TEXTAUSZUG

■ ■ ■ ■

Fragen an Bernhard Deister, Leiter des Instituts für Spiritualität im Bistum Mainz.

Die Zeit zwischen den Jahren ist eine besondere. Viele lassen die zwölf Monate mit Party, Böllern oder Raclette ausklingen. Wer den Jahreswechsel lieber besinnlicher gestalten möchte, hat viele Möglichkeiten. 

Herr Deister, ist es okay, an Silvester ein Partymuffel zu sein?

Ich denke, so einen Übergang sollte jede und jeder so begehen, wie es einem selber dient. Ich kenne aus meiner Erfahrung beides: Früher als junger Kerl habe ich auch gerne Silvesterpartys gefeiert. Dann habe ich im Kloster Jakobsberg Besinnungstage entdeckt. Wenn man so einen Wendepunkt im Jahr für sich nutzen will, ist es gut sich zu fragen: Was entspricht mir? Es kann das dankbare Feiern mit lieben Freunden sein. Ich habe auch Verständnis für Menschen, die Silvesterfeuerwerk mögen, auch wenn ich weiß, dass es ökologisch und für Tiere eine Katastrophe ist. Wichtig ist zu schauen, was hilft, diesen Übergang für mich selbst gut zu gestalten.

Welche Alternativen gibt es für Menschen, die einen ruhigen Jahresabschluss vorziehen? Gibt es kirchliche Angebote?

Kirchengemeinden bieten etwa Andachten oder andere besinnliche Veranstaltungen in der Silvesternacht an. Bei uns im Bistum Mainz lädt das Kloster Jakobsberg seit Jahrzehnten zu Besinnungstagen ein. Ich weiß, dass es Ähnliches auch in anderen Klöstern gibt. Dort wird der Jahresübergang etwa mit einer Gebetszeit, einer Meditation oder mit einem Orgelkonzert begangen. Das sind alles Wege, den Jahreswechsel ausdrücklich religiös oder spirituell zu begehen. 

Ich finde, es ist wie bei Geburtstagen: Man kann sagen, dass sich nur eine Zahl ändert. Aber trotzdem ist das Erleben dieser Wende zwischen dem alten und dem neuen Jahr so ein bisschen wie das neue Schulheft früher. Ich hatte das Gefühl, ab dem neuen Heft ganz ordentlich zu schreiben. Es kann guttun, etwas abzuschließen. Dadurch erhält man die Chance, dass sich etwas ändern kann.

So wie bei Neujahrsvorsätzen?

Ich bin mittlerweile überhaupt kein Freund mehr von Neujahrsvorsätzen. Ich weiß, dass es vielen Menschen so geht wie mir viele Jahre: Die Vorsätze haben eine erschreckend kurze Halbwertszeit. Trotzdem – und diese Erfahrung machen wir auch beim Pastoralen Weg im Bistum: Wenn das Alte nicht verabschiedet ist, ist es ganz schwer, dass überhaupt etwas Neues entstehen kann.

■ ■ ■ ■

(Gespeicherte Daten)
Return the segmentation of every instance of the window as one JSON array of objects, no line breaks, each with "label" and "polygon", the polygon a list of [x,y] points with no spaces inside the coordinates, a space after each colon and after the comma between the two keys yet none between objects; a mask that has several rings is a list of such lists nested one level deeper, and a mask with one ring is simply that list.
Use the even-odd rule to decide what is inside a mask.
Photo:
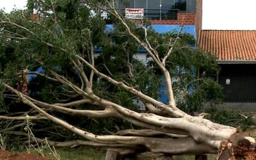
[{"label": "window", "polygon": [[127,8],[134,8],[134,0],[118,0],[118,7],[120,9]]},{"label": "window", "polygon": [[147,1],[148,0],[136,0],[135,8],[146,9],[147,8]]}]

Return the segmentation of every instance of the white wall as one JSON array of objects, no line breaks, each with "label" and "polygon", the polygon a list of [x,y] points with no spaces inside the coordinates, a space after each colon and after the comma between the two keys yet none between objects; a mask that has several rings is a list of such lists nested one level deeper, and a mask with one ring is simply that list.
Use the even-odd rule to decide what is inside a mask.
[{"label": "white wall", "polygon": [[27,4],[27,0],[0,0],[0,9],[10,13],[13,9],[24,9]]},{"label": "white wall", "polygon": [[203,0],[202,28],[256,30],[256,0]]}]

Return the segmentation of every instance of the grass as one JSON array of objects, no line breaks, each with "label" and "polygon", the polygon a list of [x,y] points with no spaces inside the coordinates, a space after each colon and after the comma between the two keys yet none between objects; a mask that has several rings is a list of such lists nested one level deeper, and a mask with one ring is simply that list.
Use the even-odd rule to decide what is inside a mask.
[{"label": "grass", "polygon": [[[105,159],[106,156],[106,152],[88,147],[57,148],[56,150],[61,160],[102,160]],[[49,154],[46,156],[52,157]]]}]

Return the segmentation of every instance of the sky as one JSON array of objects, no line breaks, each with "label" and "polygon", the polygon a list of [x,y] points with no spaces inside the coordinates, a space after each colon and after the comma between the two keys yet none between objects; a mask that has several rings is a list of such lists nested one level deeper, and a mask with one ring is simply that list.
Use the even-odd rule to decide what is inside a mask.
[{"label": "sky", "polygon": [[[10,13],[24,8],[27,0],[0,0]],[[203,0],[203,29],[256,30],[256,0]]]},{"label": "sky", "polygon": [[203,29],[256,30],[256,0],[203,0]]},{"label": "sky", "polygon": [[0,9],[4,8],[4,12],[10,13],[13,8],[24,9],[27,0],[0,0]]}]

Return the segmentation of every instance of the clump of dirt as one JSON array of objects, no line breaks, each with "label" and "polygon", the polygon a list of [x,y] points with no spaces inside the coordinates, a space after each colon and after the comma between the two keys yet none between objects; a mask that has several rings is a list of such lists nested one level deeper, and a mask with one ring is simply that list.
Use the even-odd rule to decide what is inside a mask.
[{"label": "clump of dirt", "polygon": [[6,160],[49,160],[38,155],[28,153],[15,154],[7,150],[0,150],[0,159]]}]

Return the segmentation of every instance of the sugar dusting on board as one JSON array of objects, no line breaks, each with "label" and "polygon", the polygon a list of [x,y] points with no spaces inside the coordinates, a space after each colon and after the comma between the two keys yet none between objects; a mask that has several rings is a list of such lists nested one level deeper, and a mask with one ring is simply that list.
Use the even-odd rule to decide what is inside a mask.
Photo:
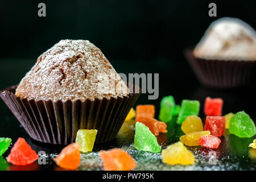
[{"label": "sugar dusting on board", "polygon": [[15,94],[29,100],[65,101],[128,93],[125,82],[93,44],[62,40],[39,57]]},{"label": "sugar dusting on board", "polygon": [[[126,121],[121,127],[115,140],[106,143],[104,146],[96,146],[94,152],[82,154],[79,170],[103,170],[103,166],[98,155],[101,150],[110,150],[114,147],[119,147],[127,151],[134,159],[137,167],[134,170],[138,171],[233,171],[233,170],[255,170],[256,160],[251,159],[248,154],[249,148],[247,143],[251,140],[242,140],[241,142],[234,142],[236,136],[226,134],[221,137],[222,143],[217,149],[209,149],[201,146],[187,146],[194,155],[196,160],[194,165],[170,166],[163,163],[161,153],[151,153],[137,150],[133,144],[134,131],[133,126],[134,121]],[[165,135],[165,134],[163,134]],[[172,136],[173,139],[179,136]],[[161,135],[157,136],[162,137]],[[159,138],[158,138],[158,140]],[[162,140],[163,149],[168,144],[176,142],[171,142],[166,138]],[[239,141],[241,139],[239,138]],[[248,140],[248,142],[246,142]],[[114,142],[114,143],[113,143]],[[241,144],[242,143],[242,145]],[[236,152],[242,154],[238,155]]]}]

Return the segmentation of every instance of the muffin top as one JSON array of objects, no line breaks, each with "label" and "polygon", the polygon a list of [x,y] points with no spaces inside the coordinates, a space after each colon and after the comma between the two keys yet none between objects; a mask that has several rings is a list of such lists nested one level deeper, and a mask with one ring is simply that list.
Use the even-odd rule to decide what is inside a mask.
[{"label": "muffin top", "polygon": [[256,32],[238,19],[221,18],[210,25],[193,53],[205,59],[256,60]]},{"label": "muffin top", "polygon": [[15,94],[35,100],[94,100],[129,89],[101,50],[88,40],[61,40],[41,55]]}]

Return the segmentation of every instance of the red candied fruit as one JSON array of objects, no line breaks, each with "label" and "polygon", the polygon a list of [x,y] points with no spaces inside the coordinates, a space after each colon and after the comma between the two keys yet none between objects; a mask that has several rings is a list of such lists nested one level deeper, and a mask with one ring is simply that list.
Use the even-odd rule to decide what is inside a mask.
[{"label": "red candied fruit", "polygon": [[198,141],[198,144],[202,147],[209,148],[217,148],[221,142],[221,140],[218,137],[209,135],[201,136]]},{"label": "red candied fruit", "polygon": [[204,130],[210,131],[216,136],[221,136],[225,134],[226,119],[221,116],[207,116]]},{"label": "red candied fruit", "polygon": [[204,103],[204,113],[206,115],[222,115],[222,106],[223,100],[222,98],[211,98],[209,97],[207,97]]},{"label": "red candied fruit", "polygon": [[23,138],[19,138],[11,150],[7,160],[17,166],[32,164],[38,159],[36,152],[27,143]]}]

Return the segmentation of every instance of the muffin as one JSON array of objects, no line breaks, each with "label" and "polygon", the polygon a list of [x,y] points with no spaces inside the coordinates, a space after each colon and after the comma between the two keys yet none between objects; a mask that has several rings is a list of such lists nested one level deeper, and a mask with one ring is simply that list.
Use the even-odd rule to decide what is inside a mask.
[{"label": "muffin", "polygon": [[219,89],[253,86],[255,81],[256,32],[232,18],[213,22],[185,55],[203,85]]},{"label": "muffin", "polygon": [[62,40],[1,97],[32,138],[67,144],[79,129],[98,130],[97,143],[114,138],[139,95],[131,91],[93,44]]}]

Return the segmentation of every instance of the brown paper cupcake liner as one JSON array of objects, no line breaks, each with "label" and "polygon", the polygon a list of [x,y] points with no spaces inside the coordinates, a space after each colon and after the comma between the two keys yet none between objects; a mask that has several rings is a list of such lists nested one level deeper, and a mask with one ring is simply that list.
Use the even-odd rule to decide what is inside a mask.
[{"label": "brown paper cupcake liner", "polygon": [[185,55],[203,85],[225,89],[254,87],[256,83],[256,61],[207,60],[196,57],[193,49]]},{"label": "brown paper cupcake liner", "polygon": [[16,97],[16,86],[0,91],[1,98],[32,138],[60,144],[74,142],[79,129],[98,130],[96,143],[113,139],[140,94],[94,101],[35,101]]}]

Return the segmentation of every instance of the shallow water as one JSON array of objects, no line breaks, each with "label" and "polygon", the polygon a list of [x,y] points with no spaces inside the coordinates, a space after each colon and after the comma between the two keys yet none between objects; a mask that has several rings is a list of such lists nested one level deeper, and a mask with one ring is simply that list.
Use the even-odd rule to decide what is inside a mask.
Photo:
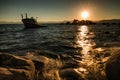
[{"label": "shallow water", "polygon": [[51,61],[43,72],[47,77],[51,75],[49,80],[58,80],[55,74],[59,69],[68,70],[66,75],[69,70],[75,71],[84,80],[106,80],[105,63],[111,54],[120,51],[119,25],[45,25],[48,27],[24,29],[22,24],[1,24],[0,52],[27,53],[29,58],[41,61],[44,56]]},{"label": "shallow water", "polygon": [[93,46],[102,47],[109,42],[114,42],[112,46],[118,46],[115,43],[120,40],[118,25],[46,25],[46,28],[25,30],[22,24],[1,24],[0,51],[39,49],[65,53],[69,50],[77,52],[81,48],[89,51]]}]

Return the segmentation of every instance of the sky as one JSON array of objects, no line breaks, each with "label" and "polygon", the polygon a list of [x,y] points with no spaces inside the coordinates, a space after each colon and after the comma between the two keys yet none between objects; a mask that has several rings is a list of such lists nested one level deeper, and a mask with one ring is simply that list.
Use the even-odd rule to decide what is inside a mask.
[{"label": "sky", "polygon": [[38,17],[39,22],[120,19],[120,0],[0,0],[0,22],[21,22],[21,14]]}]

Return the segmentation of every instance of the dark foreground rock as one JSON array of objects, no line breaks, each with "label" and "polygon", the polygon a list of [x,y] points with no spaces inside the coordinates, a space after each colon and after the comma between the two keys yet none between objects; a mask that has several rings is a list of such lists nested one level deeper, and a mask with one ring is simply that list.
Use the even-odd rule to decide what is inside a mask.
[{"label": "dark foreground rock", "polygon": [[78,74],[74,69],[62,69],[59,71],[59,75],[62,80],[84,80],[81,78],[80,74]]},{"label": "dark foreground rock", "polygon": [[108,80],[120,80],[120,52],[108,60],[105,71]]},{"label": "dark foreground rock", "polygon": [[31,60],[0,53],[0,80],[33,80],[34,75]]}]

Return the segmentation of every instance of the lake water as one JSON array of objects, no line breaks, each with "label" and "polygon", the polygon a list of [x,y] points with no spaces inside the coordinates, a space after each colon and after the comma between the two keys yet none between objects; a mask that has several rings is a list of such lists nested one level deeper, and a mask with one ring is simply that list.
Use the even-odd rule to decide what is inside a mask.
[{"label": "lake water", "polygon": [[59,71],[58,67],[74,70],[85,80],[106,80],[105,63],[111,54],[120,51],[120,25],[45,25],[48,27],[24,29],[22,24],[1,24],[0,52],[27,53],[42,60],[37,53],[52,59],[45,67],[49,71],[44,73],[52,75],[51,80],[55,75],[51,71]]},{"label": "lake water", "polygon": [[[93,47],[119,46],[119,26],[58,25],[24,29],[22,24],[0,25],[0,51],[49,50],[57,53],[74,52]],[[113,44],[112,44],[112,43]]]}]

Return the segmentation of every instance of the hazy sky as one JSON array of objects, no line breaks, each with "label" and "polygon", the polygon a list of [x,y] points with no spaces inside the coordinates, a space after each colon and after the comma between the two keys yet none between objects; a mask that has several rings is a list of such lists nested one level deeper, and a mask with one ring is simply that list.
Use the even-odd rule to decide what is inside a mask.
[{"label": "hazy sky", "polygon": [[81,19],[84,10],[90,20],[120,19],[120,0],[0,0],[0,21],[20,22],[21,13],[41,22]]}]

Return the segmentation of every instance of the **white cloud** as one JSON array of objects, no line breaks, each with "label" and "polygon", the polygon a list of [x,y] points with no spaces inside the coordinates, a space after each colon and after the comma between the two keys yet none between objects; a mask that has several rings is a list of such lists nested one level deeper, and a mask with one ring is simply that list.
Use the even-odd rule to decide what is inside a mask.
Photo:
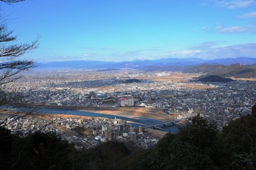
[{"label": "white cloud", "polygon": [[201,27],[201,29],[204,31],[210,31],[211,29],[209,29],[209,28],[207,28],[205,26],[203,26],[203,27]]},{"label": "white cloud", "polygon": [[220,30],[221,29],[222,27],[221,26],[217,26],[215,28],[215,30]]},{"label": "white cloud", "polygon": [[221,33],[235,33],[236,32],[249,32],[250,31],[250,28],[249,26],[234,26],[227,27],[219,31],[219,32]]},{"label": "white cloud", "polygon": [[253,0],[236,0],[216,1],[217,6],[229,9],[234,9],[247,7],[254,2]]},{"label": "white cloud", "polygon": [[252,18],[256,18],[256,12],[249,12],[242,15],[237,16],[237,17],[239,18],[247,19]]}]

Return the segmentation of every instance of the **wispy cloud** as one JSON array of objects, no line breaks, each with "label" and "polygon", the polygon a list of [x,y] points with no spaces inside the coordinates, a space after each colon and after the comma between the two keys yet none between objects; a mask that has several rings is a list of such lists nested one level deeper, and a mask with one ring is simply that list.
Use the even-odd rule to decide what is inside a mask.
[{"label": "wispy cloud", "polygon": [[217,6],[229,9],[244,8],[252,4],[253,0],[236,0],[231,1],[216,1]]},{"label": "wispy cloud", "polygon": [[221,29],[222,27],[221,26],[217,26],[215,28],[215,30],[220,30]]},{"label": "wispy cloud", "polygon": [[217,31],[222,33],[231,34],[241,32],[250,32],[256,33],[255,28],[256,27],[251,25],[246,25],[244,26],[234,26],[223,28],[220,26],[217,26],[214,29],[208,28],[206,27],[201,28],[204,31]]},{"label": "wispy cloud", "polygon": [[[208,43],[207,42],[206,43],[206,44]],[[190,48],[200,51],[200,53],[199,54],[191,54],[191,56],[193,56],[193,54],[194,54],[194,56],[202,58],[236,58],[243,56],[251,57],[256,57],[256,43],[215,47],[211,46],[209,45],[208,47],[207,46],[201,46],[200,45]]]},{"label": "wispy cloud", "polygon": [[250,32],[251,28],[254,27],[250,26],[234,26],[226,27],[221,29],[218,32],[221,33],[235,33],[237,32]]},{"label": "wispy cloud", "polygon": [[213,46],[219,44],[220,43],[226,42],[225,41],[207,41],[199,44],[198,45],[193,46],[189,48],[190,50],[208,50],[209,48]]},{"label": "wispy cloud", "polygon": [[244,14],[242,15],[239,15],[237,16],[238,18],[243,19],[256,18],[256,12],[252,12]]},{"label": "wispy cloud", "polygon": [[94,56],[93,55],[89,54],[86,54],[84,55],[84,56],[86,58],[89,58],[89,57],[93,57]]}]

■ ■ ■ ■

AUFGABENLISTE
1/ Welches Kloster im Bistum Mainz lädt laut dem Interview zum Jahreswechsel seit Jahrzehnten zu Besinnungstagen ein?
2/ Führe das Interview zum Jahreswechsel im Anschluss an seinen letzten Satz weiter.
Die Zeilen werden hier nicht gebraucht.

ANTWORTEN
1/ Das Kloster Jakobsberg.

2/
Viele Menschen wollen an Silvester nicht alleine sein, sind es aber notgedrungen. Wie kann man den Jahreswechsel gut alleine verbringen?

Es gibt ein paar Ur-Symbole. Wenn man alleine ist, kann man aufschreiben, was war, und das würdigen. Wer etwa einen Kamin daheim hat, kann das Papier verbrennen – natürlich immer nach Brandschutzregeln. Oder für sich selber eine Kerze anzünden, als Ausdruck der Sehnsucht, dass etwas hell wird, wo vorher etwas schwierig war. Das Wichtige ist das bewusste Innehalten. Das kann auch mit einem Vaterunser gut sein, in das man seine Sorgen hineinlegt. 

Was viele Menschen berührt, sind Jahresrückblicke. Man kann, ausgehend von weltpolitischen oder kirchlichen Themen, in sich hineinspüren und fragen: Was war denn bei mir so los? Eine Übung ist, einfach mal den Terminkalender zu nehmen. Ich mache immer wieder die erstaunliche Erfahrung, dass ich darin Ereignisse entdecke und mich frage: Wow, das war in diesem Jahr? So wird das Jahr konkret, ich kann dann sagen: Dich gebe ich jetzt zurück in Gottes Hand. Und nach Mitternacht empfange ich ein neues Jahr.

Was bedeuten Silvester und Neujahrin der christlichen Tradition?

Der 1. Januar ist gar kein Neujahrsfest im Christentum, sondern der Oktav-Tag zu Weihnachten. Jetzt kann man sagen: Neujahr hat für Christen keine große Bedeutung. Auf der anderen Seite ist die Oktav der Abschluss eines Festes. Um es positiv zu deuten: Wir feiern an Neujahr eigentlich noch einmal Weihnachten als Fest der Menschwerdung Gottes. Der Charme von kleinen Kindern ist ja, dass sie das ganz Neue des Lebens ausstrahlen. Daher feiern wir an Neujahr auch das Geschenk, unser eigenes Menschsein leben zu dürfen.

Sie hatten den Sorgen-Zettel im Kaminfeuer genannt. Kennen Sie noch andere Rituale?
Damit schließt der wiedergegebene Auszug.